>>>

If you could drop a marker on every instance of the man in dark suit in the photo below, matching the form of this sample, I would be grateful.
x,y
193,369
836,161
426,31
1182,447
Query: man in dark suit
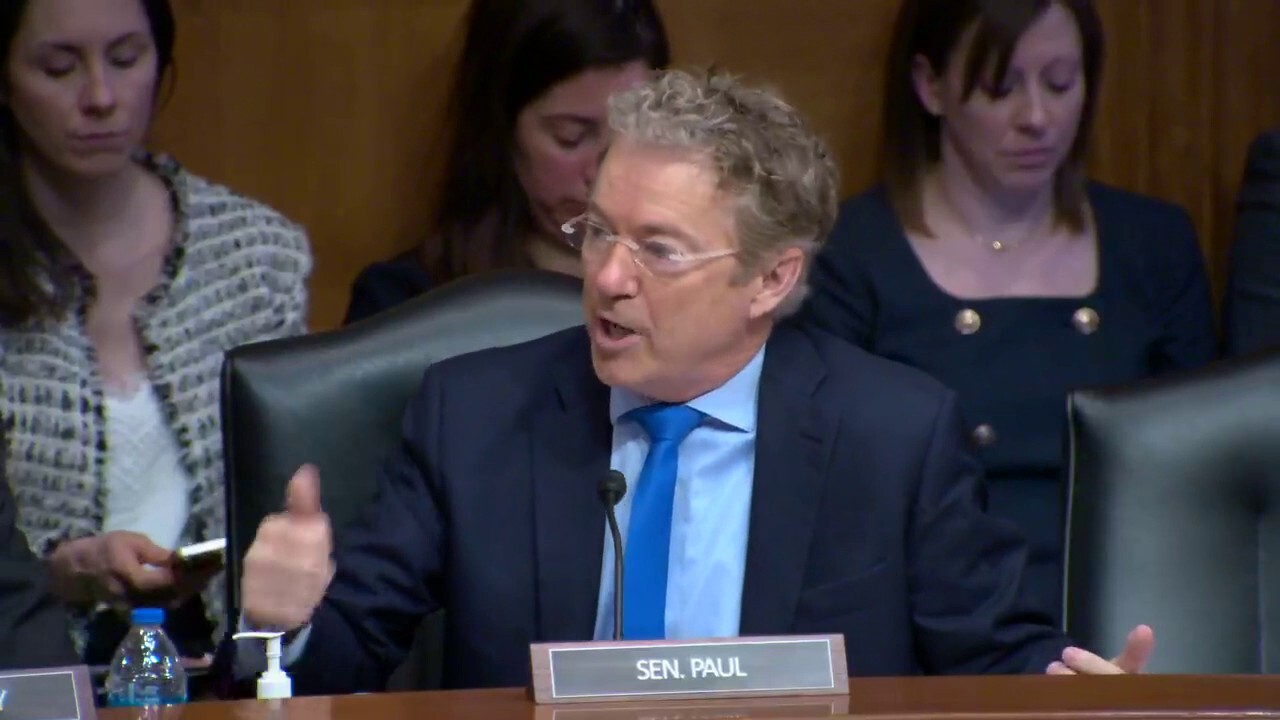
x,y
33,629
782,481
1251,314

<<<

Could you write out the records above again, swapping every "dark suit" for "black suit" and leaving all else unchanged? Please omit the pictures from your answer.

**REPLY TO THE EXERCISE:**
If you could drop a marker on every instance of the man in black suit in the photo below, matching the form of this sample, I would be grateful.
x,y
193,369
836,161
426,31
1182,447
Query: man in black suit
x,y
33,629
782,481
1251,314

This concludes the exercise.